* [Exercise requirements]:
Copy out the final stretch of the listing: the line that contains "Annotation task — mark the pine" and all lines after it, exactly as they appear.

* [Data shown]:
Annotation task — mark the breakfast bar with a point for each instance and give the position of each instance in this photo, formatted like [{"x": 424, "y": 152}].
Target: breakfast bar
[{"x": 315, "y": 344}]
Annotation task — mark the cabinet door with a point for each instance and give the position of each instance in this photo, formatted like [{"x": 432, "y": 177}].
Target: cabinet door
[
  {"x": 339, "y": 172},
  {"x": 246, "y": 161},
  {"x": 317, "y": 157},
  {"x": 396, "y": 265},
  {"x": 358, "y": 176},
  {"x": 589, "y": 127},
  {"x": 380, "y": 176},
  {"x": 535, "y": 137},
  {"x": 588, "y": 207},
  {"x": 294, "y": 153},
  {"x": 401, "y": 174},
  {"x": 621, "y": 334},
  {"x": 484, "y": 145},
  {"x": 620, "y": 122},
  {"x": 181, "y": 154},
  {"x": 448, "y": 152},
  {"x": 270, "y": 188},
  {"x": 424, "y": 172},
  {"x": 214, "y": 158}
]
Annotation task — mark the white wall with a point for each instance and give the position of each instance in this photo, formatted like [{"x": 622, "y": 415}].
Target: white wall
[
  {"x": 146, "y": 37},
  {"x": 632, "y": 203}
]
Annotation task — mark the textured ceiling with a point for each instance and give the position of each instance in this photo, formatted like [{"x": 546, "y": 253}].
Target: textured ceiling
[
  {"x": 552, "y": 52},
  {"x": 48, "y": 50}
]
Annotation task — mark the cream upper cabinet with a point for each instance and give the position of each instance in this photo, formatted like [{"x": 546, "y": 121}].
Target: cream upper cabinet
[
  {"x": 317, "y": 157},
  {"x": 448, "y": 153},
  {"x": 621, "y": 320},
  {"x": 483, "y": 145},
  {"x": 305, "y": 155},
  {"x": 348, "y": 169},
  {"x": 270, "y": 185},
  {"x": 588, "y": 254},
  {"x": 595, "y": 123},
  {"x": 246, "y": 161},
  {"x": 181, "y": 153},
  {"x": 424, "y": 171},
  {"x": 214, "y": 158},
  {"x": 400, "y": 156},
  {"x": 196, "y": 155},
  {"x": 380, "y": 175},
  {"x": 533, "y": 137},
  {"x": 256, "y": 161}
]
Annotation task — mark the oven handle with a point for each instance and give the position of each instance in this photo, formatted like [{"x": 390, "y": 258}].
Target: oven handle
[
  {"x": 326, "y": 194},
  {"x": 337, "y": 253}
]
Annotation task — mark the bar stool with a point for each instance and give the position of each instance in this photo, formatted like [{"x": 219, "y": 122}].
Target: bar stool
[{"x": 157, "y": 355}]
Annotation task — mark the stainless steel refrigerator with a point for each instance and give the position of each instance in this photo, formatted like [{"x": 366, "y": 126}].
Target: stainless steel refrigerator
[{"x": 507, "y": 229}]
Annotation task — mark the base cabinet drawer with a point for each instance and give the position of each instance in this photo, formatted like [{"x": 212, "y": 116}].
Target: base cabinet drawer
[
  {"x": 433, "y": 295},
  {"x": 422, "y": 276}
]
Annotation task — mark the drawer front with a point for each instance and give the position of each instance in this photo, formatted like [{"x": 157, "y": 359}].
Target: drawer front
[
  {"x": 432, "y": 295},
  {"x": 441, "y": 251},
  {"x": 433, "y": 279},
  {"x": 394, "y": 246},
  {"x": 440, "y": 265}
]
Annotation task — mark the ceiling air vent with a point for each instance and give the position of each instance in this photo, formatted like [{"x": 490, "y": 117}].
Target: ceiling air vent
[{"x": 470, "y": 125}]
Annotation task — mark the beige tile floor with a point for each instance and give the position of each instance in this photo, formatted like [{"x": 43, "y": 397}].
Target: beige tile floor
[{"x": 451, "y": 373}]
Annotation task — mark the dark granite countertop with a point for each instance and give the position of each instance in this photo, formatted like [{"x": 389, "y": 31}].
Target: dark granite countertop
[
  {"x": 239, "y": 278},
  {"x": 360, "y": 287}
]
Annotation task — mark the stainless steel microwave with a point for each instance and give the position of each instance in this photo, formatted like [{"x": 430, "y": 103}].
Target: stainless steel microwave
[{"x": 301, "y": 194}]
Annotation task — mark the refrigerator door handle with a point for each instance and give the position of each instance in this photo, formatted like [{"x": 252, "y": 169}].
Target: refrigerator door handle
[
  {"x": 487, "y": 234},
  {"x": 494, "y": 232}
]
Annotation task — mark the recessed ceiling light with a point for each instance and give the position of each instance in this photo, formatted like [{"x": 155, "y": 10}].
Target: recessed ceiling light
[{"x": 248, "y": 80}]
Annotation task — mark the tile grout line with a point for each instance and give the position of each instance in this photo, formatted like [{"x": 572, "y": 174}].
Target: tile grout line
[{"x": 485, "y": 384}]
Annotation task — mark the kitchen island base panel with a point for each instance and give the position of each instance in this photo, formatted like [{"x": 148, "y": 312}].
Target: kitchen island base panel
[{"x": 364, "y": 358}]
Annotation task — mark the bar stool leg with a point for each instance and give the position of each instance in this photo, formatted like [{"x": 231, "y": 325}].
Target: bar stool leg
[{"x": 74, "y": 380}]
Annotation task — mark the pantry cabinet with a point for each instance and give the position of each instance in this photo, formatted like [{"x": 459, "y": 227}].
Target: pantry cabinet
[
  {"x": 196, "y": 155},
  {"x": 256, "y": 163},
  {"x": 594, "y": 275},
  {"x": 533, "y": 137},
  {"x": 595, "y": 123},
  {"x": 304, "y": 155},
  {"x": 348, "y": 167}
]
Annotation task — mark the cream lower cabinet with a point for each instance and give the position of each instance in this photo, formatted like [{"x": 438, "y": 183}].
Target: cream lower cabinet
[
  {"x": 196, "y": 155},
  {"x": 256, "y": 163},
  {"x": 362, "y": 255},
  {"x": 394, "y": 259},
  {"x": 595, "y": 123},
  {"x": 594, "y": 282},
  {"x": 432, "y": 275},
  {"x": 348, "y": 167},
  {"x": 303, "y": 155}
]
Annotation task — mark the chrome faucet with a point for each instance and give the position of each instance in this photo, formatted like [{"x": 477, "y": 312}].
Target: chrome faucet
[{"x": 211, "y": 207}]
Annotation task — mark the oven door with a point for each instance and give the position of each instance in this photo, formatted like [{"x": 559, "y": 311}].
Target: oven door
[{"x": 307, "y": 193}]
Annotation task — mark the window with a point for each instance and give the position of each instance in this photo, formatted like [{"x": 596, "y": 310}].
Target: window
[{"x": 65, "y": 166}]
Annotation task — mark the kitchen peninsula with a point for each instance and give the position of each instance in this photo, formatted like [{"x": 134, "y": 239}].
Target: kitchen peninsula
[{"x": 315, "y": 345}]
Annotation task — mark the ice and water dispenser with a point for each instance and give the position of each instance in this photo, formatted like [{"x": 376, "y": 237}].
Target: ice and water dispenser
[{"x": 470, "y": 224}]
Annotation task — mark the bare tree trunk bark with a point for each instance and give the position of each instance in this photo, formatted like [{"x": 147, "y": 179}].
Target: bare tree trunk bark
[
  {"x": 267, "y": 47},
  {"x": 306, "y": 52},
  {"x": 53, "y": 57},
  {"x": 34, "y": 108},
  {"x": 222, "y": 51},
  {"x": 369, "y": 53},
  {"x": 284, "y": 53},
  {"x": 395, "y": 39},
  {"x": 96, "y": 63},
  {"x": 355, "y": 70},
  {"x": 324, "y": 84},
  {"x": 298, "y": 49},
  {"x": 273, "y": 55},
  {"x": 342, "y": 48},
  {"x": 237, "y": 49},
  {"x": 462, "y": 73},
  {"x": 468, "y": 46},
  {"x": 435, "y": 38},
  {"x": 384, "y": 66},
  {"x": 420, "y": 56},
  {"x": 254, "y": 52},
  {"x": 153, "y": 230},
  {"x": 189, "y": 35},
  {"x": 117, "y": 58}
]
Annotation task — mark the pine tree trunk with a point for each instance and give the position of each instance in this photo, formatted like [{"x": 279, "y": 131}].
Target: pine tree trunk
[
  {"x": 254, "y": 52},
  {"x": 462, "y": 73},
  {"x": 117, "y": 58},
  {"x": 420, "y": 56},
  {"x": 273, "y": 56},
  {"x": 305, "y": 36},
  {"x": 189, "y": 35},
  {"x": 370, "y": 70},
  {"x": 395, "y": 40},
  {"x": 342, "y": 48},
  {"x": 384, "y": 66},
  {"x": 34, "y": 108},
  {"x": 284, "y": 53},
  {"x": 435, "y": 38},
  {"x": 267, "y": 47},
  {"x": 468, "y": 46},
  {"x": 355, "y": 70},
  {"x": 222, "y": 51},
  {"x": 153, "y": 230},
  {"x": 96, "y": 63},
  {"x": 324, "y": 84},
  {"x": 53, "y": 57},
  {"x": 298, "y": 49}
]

* [Expected answer]:
Annotation task — mark the pine tree trunk with a point for each instance and give the position of each instance in this photo, formatted like [{"x": 279, "y": 131}].
Target: pine tree trunk
[
  {"x": 254, "y": 52},
  {"x": 462, "y": 73},
  {"x": 117, "y": 58},
  {"x": 420, "y": 56},
  {"x": 273, "y": 56},
  {"x": 305, "y": 36},
  {"x": 189, "y": 35},
  {"x": 370, "y": 70},
  {"x": 395, "y": 40},
  {"x": 342, "y": 48},
  {"x": 384, "y": 66},
  {"x": 34, "y": 108},
  {"x": 284, "y": 53},
  {"x": 435, "y": 38},
  {"x": 267, "y": 47},
  {"x": 468, "y": 46},
  {"x": 355, "y": 70},
  {"x": 222, "y": 51},
  {"x": 153, "y": 230},
  {"x": 96, "y": 63},
  {"x": 324, "y": 84},
  {"x": 53, "y": 57},
  {"x": 298, "y": 49}
]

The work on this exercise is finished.